__Information supplied__.
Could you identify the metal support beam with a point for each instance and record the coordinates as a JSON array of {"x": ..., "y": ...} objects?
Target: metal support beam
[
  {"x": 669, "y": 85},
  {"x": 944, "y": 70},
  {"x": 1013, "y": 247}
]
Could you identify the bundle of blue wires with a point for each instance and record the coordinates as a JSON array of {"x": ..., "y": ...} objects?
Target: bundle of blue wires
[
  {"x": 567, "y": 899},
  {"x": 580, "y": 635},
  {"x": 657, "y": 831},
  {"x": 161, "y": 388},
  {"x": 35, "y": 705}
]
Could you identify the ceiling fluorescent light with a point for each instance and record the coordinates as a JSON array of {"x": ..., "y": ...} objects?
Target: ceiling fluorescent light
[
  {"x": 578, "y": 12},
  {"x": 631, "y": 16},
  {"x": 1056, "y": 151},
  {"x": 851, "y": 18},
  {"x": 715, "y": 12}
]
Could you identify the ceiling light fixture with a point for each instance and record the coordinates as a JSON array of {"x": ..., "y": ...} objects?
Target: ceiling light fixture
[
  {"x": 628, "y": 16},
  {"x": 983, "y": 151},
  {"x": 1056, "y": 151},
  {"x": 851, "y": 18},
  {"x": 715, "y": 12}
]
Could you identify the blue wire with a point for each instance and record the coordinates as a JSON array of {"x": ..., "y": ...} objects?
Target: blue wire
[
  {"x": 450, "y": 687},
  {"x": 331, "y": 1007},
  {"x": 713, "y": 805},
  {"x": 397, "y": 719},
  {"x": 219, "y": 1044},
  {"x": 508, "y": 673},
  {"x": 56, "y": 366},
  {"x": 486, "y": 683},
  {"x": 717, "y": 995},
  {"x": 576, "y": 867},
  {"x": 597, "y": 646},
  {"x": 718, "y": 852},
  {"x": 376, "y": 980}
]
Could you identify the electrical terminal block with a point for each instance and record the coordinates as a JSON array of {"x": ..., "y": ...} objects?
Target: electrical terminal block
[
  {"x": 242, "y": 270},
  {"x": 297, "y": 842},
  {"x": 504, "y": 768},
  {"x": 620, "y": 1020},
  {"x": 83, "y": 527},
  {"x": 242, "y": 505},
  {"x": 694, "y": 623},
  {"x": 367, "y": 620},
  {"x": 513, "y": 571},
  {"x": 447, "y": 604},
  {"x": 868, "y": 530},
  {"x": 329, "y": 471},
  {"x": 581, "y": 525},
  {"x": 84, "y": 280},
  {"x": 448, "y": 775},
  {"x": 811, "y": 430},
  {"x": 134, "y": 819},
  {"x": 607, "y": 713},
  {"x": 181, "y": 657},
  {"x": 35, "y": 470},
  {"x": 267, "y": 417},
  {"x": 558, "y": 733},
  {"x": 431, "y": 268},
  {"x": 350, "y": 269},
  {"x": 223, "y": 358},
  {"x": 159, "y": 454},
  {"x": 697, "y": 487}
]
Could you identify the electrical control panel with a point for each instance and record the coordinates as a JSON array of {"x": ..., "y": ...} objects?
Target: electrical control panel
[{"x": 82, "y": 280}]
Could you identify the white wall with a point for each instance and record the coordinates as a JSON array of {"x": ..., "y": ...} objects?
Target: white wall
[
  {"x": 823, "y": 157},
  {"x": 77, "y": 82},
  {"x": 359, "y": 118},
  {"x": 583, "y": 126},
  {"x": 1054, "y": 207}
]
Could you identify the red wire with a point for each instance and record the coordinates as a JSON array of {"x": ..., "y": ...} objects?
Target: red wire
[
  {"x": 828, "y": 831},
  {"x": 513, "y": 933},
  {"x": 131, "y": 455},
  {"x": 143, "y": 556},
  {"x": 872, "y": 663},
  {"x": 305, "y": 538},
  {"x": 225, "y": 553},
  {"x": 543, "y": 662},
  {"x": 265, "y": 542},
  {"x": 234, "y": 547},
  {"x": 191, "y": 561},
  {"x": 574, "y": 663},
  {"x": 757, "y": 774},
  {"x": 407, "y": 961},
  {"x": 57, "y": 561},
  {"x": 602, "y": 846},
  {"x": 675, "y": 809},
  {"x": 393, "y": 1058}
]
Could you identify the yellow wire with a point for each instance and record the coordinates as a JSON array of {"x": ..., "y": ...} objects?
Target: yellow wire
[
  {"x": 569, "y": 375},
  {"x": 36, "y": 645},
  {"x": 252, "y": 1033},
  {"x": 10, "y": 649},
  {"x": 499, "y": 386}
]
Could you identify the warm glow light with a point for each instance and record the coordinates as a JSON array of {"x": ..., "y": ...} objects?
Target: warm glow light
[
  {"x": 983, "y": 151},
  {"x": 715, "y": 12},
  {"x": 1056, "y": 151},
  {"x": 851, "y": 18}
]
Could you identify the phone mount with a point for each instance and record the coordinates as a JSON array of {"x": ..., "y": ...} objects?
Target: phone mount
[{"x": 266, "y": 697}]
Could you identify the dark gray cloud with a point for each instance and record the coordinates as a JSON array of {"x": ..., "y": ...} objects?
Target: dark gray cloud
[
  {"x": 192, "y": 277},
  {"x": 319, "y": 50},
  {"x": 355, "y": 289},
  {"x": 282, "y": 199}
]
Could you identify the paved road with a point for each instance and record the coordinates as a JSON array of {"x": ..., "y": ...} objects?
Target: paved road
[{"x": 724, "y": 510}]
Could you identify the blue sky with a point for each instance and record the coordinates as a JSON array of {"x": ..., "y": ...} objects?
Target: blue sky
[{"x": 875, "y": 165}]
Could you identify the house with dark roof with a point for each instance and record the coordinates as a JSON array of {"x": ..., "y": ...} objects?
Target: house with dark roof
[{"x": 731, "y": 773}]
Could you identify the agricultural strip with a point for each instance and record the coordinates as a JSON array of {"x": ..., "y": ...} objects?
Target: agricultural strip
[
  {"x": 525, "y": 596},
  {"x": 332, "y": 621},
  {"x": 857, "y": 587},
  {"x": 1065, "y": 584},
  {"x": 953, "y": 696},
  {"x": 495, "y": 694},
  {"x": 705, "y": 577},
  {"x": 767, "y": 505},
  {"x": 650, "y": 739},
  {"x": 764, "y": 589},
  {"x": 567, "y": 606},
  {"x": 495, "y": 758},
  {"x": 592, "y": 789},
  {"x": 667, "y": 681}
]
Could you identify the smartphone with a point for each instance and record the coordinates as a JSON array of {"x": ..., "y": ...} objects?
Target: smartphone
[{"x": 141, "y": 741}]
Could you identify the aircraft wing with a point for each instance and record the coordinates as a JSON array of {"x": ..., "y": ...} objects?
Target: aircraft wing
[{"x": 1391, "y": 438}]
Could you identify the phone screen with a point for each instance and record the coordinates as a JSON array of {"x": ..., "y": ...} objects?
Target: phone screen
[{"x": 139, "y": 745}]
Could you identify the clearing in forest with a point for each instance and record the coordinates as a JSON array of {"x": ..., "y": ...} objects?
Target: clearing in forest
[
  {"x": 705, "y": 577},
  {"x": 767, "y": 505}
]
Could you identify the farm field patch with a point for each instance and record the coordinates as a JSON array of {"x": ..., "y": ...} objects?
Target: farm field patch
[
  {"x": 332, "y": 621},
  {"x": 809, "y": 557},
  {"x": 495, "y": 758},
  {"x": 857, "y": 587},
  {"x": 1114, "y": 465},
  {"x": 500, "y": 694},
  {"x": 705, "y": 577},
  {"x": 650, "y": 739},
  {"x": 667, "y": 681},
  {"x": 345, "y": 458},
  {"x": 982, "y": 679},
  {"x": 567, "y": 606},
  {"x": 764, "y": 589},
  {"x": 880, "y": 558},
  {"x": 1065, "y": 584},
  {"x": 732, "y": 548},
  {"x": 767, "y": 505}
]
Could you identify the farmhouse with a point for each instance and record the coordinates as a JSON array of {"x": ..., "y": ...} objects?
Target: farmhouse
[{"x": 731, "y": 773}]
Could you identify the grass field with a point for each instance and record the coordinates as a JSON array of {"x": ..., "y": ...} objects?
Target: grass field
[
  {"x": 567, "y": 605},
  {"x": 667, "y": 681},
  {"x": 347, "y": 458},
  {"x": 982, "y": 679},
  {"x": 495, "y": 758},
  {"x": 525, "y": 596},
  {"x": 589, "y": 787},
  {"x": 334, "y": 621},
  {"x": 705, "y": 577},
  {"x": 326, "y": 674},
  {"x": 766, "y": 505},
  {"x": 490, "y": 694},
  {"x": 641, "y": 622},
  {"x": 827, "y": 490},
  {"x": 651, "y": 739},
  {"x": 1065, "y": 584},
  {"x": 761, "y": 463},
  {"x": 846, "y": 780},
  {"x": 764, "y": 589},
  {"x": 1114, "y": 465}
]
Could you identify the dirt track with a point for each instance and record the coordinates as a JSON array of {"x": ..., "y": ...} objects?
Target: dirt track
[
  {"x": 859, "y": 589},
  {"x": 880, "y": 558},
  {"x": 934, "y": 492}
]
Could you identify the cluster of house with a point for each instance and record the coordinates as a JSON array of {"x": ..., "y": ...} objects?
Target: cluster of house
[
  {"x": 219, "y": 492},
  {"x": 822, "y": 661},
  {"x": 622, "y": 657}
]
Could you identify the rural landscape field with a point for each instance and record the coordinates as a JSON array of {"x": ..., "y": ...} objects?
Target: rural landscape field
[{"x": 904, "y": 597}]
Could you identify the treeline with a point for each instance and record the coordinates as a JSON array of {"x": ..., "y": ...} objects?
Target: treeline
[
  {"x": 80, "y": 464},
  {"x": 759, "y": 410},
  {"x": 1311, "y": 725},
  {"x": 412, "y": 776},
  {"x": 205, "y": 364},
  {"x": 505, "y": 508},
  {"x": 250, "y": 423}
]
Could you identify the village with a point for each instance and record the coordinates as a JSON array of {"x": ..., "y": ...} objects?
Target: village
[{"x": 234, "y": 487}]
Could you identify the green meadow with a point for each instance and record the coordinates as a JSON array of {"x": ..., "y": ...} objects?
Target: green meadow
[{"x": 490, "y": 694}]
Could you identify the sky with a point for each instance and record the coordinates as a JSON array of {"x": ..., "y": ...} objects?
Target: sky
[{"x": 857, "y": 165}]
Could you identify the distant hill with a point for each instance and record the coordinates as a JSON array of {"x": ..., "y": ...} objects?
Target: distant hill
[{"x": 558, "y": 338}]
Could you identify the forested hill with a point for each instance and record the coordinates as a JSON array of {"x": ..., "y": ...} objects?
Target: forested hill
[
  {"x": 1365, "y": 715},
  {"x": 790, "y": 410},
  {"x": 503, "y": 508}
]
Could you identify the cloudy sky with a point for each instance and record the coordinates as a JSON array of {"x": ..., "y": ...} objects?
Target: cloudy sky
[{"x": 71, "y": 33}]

__Exercise__. Everything from the line containing "Could you identify the sky" to the last line of the entries above should be quoted exactly, and only that.

__Response__.
Could you identify the sky with a point for each instance and record the coordinates as a JSON array of {"x": ..., "y": ...} objects?
Target: sky
[{"x": 857, "y": 165}]
Could you identify the distant hill with a point for each instance and record the coordinates as a JSON array of {"x": ..., "y": ...} objects?
Target: distant hill
[{"x": 558, "y": 338}]
Could you identify the forested hill with a point for each instance and record the coordinates as a JSON array of {"x": ..., "y": ...} objects?
Target: forested hill
[
  {"x": 1365, "y": 715},
  {"x": 790, "y": 410},
  {"x": 503, "y": 508}
]
Could you identify the cloudy sky with a point for each instance and record the coordinates as a JSON array of {"x": ..., "y": ...} objects?
Target: cloudy sky
[{"x": 71, "y": 33}]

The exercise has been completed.